**Problems to work on**
[A] In the passage about the Jesse James family story, who allegedly gave the narrator's father the information about the ancestor?
[B] Duplicate the passage about the Jesse James family story between "And then it" and "milkman was Satan?!", inclusive.
[C] Summarize the passage about the Jesse James family story in two sentences.

**Text provided**
┌──
Once upon a time, my ancestor rode with Jesse James. Or so they say. "They" would be my father, who allegedly received this information from his sister, who allegedly had done extensive research into the Clark family tree. All sorts of fanciful notions have developed over the years based solely on my father's understanding of my aunt's research - a primary one being the mythology of our affiliation with a notorious outlaw.
It's been a great point of interest to bring up during a night of revelry, one that my drunken friends typically responded to positively.
One of my ancestors rode with Jesse James.
I recently was sitting around with my lovely mother (whose ancestors have done nothing notorious that I know of), pondering the recent manifestation in a series of manifestations of bad luck with The Law. And I pontificated aloud, "You know, if it really is true that one of my relatives rode with Jesse James, then I must be paying their karmic debt. I can find no other explanation for this never-ending saga."
And then it was revealed.
My mother said, "Kathy, I never told you this...."
What? I'm Rosemary's Baby?! You had an affair with the milkman and the milkman was Satan?!
"....but when you were born, you had a widow's peak."
Insert sound of crickets chirping here.
"It's a curse."
"Oh! Good! Well, that explains that! I'm cursed! Yay mom! Thanks for telling me. Better to know late in life than never at all I suppose."
We laughed about it. But I couldn't shake the feeling that in the back of my mother's mind, whenever anything bad had happened to me or because of me, she had attributed this bad thing to the Curse of the Widow's Peak. And I began to wonder how the lens through which she viewed my unhappy experiences had altered my perception of reality.
└──
**Point localization data**
┌──
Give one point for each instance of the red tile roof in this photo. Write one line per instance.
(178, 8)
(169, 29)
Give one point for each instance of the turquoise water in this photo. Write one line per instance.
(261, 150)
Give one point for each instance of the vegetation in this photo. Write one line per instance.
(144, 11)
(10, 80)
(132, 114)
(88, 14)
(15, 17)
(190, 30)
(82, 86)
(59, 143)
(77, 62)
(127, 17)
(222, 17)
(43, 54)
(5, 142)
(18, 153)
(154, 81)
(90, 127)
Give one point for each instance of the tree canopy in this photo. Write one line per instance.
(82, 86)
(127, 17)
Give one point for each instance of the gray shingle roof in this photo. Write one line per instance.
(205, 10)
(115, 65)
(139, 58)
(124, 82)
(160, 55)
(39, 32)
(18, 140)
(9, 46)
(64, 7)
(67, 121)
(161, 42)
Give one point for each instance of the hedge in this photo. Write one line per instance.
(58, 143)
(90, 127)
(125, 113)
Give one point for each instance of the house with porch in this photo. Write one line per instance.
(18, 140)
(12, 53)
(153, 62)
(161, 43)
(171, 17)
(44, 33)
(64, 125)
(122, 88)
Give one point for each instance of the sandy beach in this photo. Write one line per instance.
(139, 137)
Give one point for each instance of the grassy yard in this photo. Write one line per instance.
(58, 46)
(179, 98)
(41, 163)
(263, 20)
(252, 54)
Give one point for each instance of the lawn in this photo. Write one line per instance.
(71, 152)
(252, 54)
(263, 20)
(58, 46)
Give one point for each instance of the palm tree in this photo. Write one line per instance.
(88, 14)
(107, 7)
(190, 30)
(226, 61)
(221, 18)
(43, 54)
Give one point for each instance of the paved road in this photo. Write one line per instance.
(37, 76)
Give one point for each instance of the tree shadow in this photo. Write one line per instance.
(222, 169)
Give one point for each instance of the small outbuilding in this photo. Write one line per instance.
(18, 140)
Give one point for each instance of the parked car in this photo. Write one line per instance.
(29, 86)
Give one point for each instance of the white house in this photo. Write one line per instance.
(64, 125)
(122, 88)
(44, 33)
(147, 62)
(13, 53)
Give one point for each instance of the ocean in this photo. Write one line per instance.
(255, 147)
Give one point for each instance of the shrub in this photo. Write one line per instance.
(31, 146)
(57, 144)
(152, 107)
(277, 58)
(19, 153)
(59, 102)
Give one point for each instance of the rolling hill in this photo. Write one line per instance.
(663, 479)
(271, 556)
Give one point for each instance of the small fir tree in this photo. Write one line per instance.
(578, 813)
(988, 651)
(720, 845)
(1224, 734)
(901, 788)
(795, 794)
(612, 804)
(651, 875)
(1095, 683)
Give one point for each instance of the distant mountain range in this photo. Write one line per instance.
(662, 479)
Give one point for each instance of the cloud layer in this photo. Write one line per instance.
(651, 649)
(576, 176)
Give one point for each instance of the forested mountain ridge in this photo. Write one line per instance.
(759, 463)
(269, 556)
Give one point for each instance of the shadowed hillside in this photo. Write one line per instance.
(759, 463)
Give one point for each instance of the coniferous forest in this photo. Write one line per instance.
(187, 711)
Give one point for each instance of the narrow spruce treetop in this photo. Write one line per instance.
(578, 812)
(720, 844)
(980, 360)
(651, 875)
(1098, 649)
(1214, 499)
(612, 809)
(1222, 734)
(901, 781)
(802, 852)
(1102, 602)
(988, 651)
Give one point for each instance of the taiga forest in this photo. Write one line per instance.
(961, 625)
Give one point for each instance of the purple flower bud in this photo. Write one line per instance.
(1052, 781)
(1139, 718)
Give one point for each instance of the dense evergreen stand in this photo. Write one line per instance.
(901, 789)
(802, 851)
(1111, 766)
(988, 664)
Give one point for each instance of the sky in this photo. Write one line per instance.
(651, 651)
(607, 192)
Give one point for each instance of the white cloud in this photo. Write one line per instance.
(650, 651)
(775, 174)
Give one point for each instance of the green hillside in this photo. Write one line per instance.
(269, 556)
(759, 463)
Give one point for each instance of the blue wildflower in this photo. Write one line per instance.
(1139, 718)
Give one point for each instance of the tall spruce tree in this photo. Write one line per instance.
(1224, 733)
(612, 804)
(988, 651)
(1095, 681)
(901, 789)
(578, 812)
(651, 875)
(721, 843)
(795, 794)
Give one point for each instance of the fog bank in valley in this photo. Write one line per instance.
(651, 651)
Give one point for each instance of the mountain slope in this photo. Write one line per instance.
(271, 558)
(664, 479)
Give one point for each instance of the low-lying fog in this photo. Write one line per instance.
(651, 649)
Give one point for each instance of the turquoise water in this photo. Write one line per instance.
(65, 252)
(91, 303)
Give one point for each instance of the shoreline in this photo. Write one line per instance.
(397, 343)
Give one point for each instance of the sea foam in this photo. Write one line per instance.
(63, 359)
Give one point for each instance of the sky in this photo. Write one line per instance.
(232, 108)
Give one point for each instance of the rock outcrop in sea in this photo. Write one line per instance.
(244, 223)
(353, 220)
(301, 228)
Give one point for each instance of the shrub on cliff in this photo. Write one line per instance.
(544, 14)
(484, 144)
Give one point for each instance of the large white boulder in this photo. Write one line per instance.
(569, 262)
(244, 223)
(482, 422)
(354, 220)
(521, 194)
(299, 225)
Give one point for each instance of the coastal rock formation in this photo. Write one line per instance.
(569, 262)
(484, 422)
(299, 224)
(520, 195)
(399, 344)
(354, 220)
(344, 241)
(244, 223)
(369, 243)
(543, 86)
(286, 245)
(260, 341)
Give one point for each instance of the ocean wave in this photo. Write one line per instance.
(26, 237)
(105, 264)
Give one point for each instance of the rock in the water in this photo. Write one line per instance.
└──
**Solution set**
[A] His sister, the narrator's aunt.

[B]
And then it was revealed.
My mother said, "Kathy, I never told you this...."
What? I'm Rosemary's Baby?! You had an affair with the milkman and the milkman was Satan?!

[C] Based on the father's understanding of an aunt's research into the Clark family tree, the narrator's family has claimed that an ancestor rode with Jesse James, and the narrator suggested that a series of bad luck with the law came from paying that relative's karmic debt. The narrator's mother then revealed that the narrator was born with a widow's peak, which she called a curse, leaving the narrator wondering how her view of the narrator's unhappy experiences had altered the narrator's perception of reality.